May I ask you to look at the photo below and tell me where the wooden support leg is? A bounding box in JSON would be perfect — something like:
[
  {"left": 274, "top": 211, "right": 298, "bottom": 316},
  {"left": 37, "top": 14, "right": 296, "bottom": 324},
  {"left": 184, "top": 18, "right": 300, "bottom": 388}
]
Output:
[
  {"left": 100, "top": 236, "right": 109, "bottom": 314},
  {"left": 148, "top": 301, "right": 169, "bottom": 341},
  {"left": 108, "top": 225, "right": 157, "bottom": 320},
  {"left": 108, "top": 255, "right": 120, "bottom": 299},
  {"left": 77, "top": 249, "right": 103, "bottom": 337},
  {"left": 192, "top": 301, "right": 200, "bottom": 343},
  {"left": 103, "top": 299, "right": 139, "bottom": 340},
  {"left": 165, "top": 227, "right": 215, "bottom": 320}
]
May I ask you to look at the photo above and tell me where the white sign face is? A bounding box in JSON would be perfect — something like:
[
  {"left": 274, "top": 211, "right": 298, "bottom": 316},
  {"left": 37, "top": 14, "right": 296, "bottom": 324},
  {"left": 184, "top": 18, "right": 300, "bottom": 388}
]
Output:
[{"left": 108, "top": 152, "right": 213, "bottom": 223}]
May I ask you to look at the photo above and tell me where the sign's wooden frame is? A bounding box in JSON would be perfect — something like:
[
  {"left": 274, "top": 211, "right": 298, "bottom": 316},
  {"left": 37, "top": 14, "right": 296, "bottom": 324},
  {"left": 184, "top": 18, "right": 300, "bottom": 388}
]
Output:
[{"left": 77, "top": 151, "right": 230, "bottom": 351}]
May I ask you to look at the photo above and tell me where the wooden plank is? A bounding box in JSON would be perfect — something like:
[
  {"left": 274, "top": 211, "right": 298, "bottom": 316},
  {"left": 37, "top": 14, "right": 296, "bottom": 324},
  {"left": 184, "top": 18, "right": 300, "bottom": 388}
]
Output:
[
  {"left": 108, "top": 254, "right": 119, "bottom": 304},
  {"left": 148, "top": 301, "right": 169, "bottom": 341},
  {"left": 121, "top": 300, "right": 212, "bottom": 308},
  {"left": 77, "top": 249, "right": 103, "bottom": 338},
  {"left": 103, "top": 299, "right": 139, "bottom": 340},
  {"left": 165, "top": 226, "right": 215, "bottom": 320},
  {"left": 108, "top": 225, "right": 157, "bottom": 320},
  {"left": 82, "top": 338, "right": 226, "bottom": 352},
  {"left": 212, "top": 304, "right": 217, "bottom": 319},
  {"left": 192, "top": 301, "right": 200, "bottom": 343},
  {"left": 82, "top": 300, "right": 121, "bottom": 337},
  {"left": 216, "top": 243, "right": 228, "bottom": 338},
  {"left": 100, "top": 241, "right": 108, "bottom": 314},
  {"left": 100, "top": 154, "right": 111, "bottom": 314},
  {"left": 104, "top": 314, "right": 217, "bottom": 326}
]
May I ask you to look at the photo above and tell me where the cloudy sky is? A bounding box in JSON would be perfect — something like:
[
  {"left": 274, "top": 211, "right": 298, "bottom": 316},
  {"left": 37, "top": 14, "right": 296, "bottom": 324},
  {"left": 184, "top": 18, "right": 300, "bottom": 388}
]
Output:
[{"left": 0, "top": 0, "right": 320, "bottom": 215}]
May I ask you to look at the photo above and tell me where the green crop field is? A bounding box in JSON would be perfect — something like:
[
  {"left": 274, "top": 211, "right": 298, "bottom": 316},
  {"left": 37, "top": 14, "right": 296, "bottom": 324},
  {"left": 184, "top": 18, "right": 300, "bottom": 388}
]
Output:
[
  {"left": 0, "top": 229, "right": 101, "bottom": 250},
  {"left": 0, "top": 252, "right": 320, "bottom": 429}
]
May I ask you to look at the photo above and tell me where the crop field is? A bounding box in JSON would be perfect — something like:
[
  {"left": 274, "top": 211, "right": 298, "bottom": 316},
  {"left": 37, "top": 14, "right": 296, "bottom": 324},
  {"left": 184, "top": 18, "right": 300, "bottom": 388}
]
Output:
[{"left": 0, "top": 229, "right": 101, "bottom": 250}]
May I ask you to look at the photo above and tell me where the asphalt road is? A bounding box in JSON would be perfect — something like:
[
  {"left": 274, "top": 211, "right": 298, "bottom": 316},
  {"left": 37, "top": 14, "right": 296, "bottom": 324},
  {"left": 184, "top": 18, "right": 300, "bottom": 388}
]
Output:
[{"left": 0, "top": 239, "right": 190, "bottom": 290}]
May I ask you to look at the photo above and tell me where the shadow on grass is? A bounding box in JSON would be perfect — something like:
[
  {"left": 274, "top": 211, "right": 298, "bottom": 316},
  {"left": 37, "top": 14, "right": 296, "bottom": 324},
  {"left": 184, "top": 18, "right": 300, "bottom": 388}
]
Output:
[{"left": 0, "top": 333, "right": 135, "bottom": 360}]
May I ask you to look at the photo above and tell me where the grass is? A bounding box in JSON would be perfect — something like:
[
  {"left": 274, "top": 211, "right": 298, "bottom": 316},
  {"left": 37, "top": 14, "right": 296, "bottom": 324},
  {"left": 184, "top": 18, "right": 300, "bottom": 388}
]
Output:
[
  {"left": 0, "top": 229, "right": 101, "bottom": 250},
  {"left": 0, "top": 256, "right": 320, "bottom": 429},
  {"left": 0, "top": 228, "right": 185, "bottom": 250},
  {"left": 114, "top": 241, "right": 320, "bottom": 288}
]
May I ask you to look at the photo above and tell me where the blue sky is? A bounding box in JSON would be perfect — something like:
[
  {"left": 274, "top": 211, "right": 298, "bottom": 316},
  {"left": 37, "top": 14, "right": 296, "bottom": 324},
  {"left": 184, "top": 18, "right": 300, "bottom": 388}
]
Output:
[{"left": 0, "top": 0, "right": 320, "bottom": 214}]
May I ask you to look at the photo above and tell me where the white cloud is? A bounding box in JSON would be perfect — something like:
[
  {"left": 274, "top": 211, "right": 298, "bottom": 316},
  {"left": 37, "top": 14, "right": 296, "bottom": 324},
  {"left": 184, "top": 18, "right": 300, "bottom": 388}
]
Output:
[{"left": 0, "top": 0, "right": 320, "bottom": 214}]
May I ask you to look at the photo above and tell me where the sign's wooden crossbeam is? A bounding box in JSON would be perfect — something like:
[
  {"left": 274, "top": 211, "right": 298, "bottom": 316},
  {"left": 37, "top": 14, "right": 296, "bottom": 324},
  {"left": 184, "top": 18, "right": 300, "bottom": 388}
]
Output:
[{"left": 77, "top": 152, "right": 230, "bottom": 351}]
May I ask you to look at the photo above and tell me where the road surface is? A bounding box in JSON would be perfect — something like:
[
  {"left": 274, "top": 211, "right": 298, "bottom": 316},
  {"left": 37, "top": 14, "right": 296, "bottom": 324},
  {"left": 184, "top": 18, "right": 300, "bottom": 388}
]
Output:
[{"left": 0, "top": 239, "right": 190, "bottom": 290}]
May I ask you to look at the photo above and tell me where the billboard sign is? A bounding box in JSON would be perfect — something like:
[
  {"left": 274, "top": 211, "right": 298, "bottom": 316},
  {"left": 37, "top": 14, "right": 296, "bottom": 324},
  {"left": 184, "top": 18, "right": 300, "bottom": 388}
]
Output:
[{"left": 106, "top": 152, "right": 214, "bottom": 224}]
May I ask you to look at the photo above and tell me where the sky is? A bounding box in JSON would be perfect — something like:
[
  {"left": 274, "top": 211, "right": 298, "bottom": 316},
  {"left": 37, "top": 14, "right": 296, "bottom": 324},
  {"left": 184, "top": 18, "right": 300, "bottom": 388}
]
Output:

○ ○ ○ ○ ○

## Problem to work on:
Reproduce the listing above line for line, with no changes, from its first line through its last.

## Correct answer:
May I ask you to look at the photo below and tell me where the wooden support leg is? A bounding box in JSON would be perfect — something like:
[
  {"left": 274, "top": 211, "right": 298, "bottom": 316},
  {"left": 37, "top": 14, "right": 296, "bottom": 324},
  {"left": 184, "top": 18, "right": 300, "bottom": 388}
]
Output:
[
  {"left": 100, "top": 236, "right": 109, "bottom": 314},
  {"left": 148, "top": 301, "right": 169, "bottom": 341},
  {"left": 108, "top": 225, "right": 157, "bottom": 320},
  {"left": 108, "top": 255, "right": 120, "bottom": 299},
  {"left": 77, "top": 249, "right": 103, "bottom": 337},
  {"left": 192, "top": 301, "right": 200, "bottom": 343},
  {"left": 103, "top": 299, "right": 139, "bottom": 340},
  {"left": 165, "top": 227, "right": 215, "bottom": 320}
]
May I ask you to look at the photo above and tell me where the white sign face is? A bounding box in JSON would be perfect — something like:
[
  {"left": 274, "top": 211, "right": 298, "bottom": 316},
  {"left": 37, "top": 14, "right": 296, "bottom": 324},
  {"left": 184, "top": 18, "right": 300, "bottom": 388}
]
Output:
[{"left": 108, "top": 152, "right": 213, "bottom": 223}]
May I ask you to look at the photo above and tell me where the sign's wooden frame is? A bounding box in JSON would be perfect — something like:
[
  {"left": 274, "top": 211, "right": 298, "bottom": 316},
  {"left": 37, "top": 14, "right": 296, "bottom": 324},
  {"left": 184, "top": 18, "right": 300, "bottom": 388}
]
Output:
[{"left": 77, "top": 151, "right": 230, "bottom": 351}]
May I ask you to look at the photo above and tell me where the wooden plank is? A bounding box in JSON would be perfect — something like:
[
  {"left": 274, "top": 211, "right": 298, "bottom": 316},
  {"left": 37, "top": 14, "right": 296, "bottom": 324},
  {"left": 184, "top": 18, "right": 300, "bottom": 388}
]
Output:
[
  {"left": 108, "top": 254, "right": 119, "bottom": 304},
  {"left": 148, "top": 301, "right": 169, "bottom": 341},
  {"left": 121, "top": 300, "right": 212, "bottom": 308},
  {"left": 77, "top": 249, "right": 103, "bottom": 338},
  {"left": 103, "top": 299, "right": 139, "bottom": 340},
  {"left": 165, "top": 226, "right": 215, "bottom": 320},
  {"left": 108, "top": 225, "right": 157, "bottom": 320},
  {"left": 82, "top": 338, "right": 226, "bottom": 352},
  {"left": 212, "top": 304, "right": 217, "bottom": 319},
  {"left": 192, "top": 301, "right": 200, "bottom": 343},
  {"left": 82, "top": 300, "right": 121, "bottom": 337},
  {"left": 216, "top": 243, "right": 228, "bottom": 338},
  {"left": 100, "top": 241, "right": 108, "bottom": 314},
  {"left": 100, "top": 154, "right": 111, "bottom": 314},
  {"left": 104, "top": 314, "right": 217, "bottom": 326}
]
May I ask you to look at the photo above and tell me where the cloudy sky is? A bounding box in JSON would be perfect — something like:
[
  {"left": 274, "top": 211, "right": 298, "bottom": 316},
  {"left": 37, "top": 14, "right": 296, "bottom": 324},
  {"left": 184, "top": 18, "right": 300, "bottom": 388}
]
Output:
[{"left": 0, "top": 0, "right": 320, "bottom": 215}]
May I ask you to look at the photo above and tell me where the green crop field is? A bounding box in JSON would be perfect — something like:
[
  {"left": 274, "top": 211, "right": 298, "bottom": 316},
  {"left": 37, "top": 14, "right": 296, "bottom": 324},
  {"left": 184, "top": 18, "right": 300, "bottom": 388}
]
Output:
[
  {"left": 0, "top": 229, "right": 101, "bottom": 250},
  {"left": 0, "top": 252, "right": 320, "bottom": 429}
]
May I ask you to look at the photo above and tell me where the crop field is? A bounding box in JSON would be perfect — something like:
[
  {"left": 274, "top": 211, "right": 298, "bottom": 316},
  {"left": 37, "top": 14, "right": 296, "bottom": 324},
  {"left": 184, "top": 18, "right": 300, "bottom": 388}
]
Output:
[{"left": 0, "top": 229, "right": 101, "bottom": 250}]
May I ask you to look at the photo above and tell me where the asphalt road is? A bounding box in JSON would be perfect — something like:
[
  {"left": 274, "top": 211, "right": 298, "bottom": 316},
  {"left": 37, "top": 14, "right": 296, "bottom": 324},
  {"left": 184, "top": 18, "right": 300, "bottom": 388}
]
Output:
[{"left": 0, "top": 239, "right": 190, "bottom": 290}]
May I ask you to look at the photo above and tell me where the shadow on grass is? A bounding box in JSON would be perfect — something like:
[
  {"left": 274, "top": 211, "right": 298, "bottom": 316},
  {"left": 37, "top": 14, "right": 296, "bottom": 324},
  {"left": 184, "top": 18, "right": 300, "bottom": 388}
]
Output:
[{"left": 0, "top": 333, "right": 135, "bottom": 360}]
May I ask you to look at the photo above and tell me where the grass is? A bounding box in JSON would be perfect — something like:
[
  {"left": 274, "top": 211, "right": 298, "bottom": 316},
  {"left": 37, "top": 14, "right": 296, "bottom": 324},
  {"left": 184, "top": 18, "right": 300, "bottom": 388}
]
Output:
[
  {"left": 0, "top": 229, "right": 101, "bottom": 250},
  {"left": 0, "top": 256, "right": 320, "bottom": 429},
  {"left": 0, "top": 228, "right": 185, "bottom": 250},
  {"left": 114, "top": 241, "right": 320, "bottom": 288}
]
May I ask you to look at the photo above and tell me where the blue sky is? A bounding box in JSON would be perfect — something like:
[
  {"left": 274, "top": 211, "right": 298, "bottom": 316},
  {"left": 37, "top": 14, "right": 296, "bottom": 324},
  {"left": 184, "top": 18, "right": 300, "bottom": 388}
]
Output:
[{"left": 0, "top": 0, "right": 320, "bottom": 214}]
May I ask you to look at the photo above and tell me where the white cloud is? A bounding box in JSON would be perfect — something like:
[
  {"left": 274, "top": 211, "right": 298, "bottom": 316},
  {"left": 37, "top": 14, "right": 296, "bottom": 324},
  {"left": 184, "top": 18, "right": 300, "bottom": 388}
]
Output:
[{"left": 0, "top": 0, "right": 320, "bottom": 214}]
May I ask you to look at the photo above and tell me where the sign's wooden crossbeam is? A bounding box in JSON would be perfect — something like:
[
  {"left": 274, "top": 211, "right": 298, "bottom": 316},
  {"left": 37, "top": 14, "right": 296, "bottom": 324},
  {"left": 184, "top": 18, "right": 300, "bottom": 388}
]
Output:
[{"left": 77, "top": 152, "right": 230, "bottom": 351}]
May I ask you to look at the photo above and tell me where the road surface is? A bounding box in JSON would be perfect — something like:
[
  {"left": 274, "top": 211, "right": 298, "bottom": 316},
  {"left": 37, "top": 14, "right": 296, "bottom": 324},
  {"left": 184, "top": 18, "right": 300, "bottom": 388}
]
Output:
[{"left": 0, "top": 239, "right": 190, "bottom": 290}]
May I ask you to look at the photo above and tell me where the billboard sign is? A bounding box in JSON would be perfect — something like:
[
  {"left": 274, "top": 211, "right": 298, "bottom": 316},
  {"left": 37, "top": 14, "right": 296, "bottom": 324},
  {"left": 184, "top": 18, "right": 300, "bottom": 388}
]
Output:
[{"left": 106, "top": 152, "right": 214, "bottom": 224}]
May I ask you to look at the photo above and tell me where the sky is? A bounding box in JSON would be perfect — something like:
[
  {"left": 274, "top": 211, "right": 298, "bottom": 316},
  {"left": 37, "top": 14, "right": 296, "bottom": 324},
  {"left": 184, "top": 18, "right": 300, "bottom": 388}
]
Output:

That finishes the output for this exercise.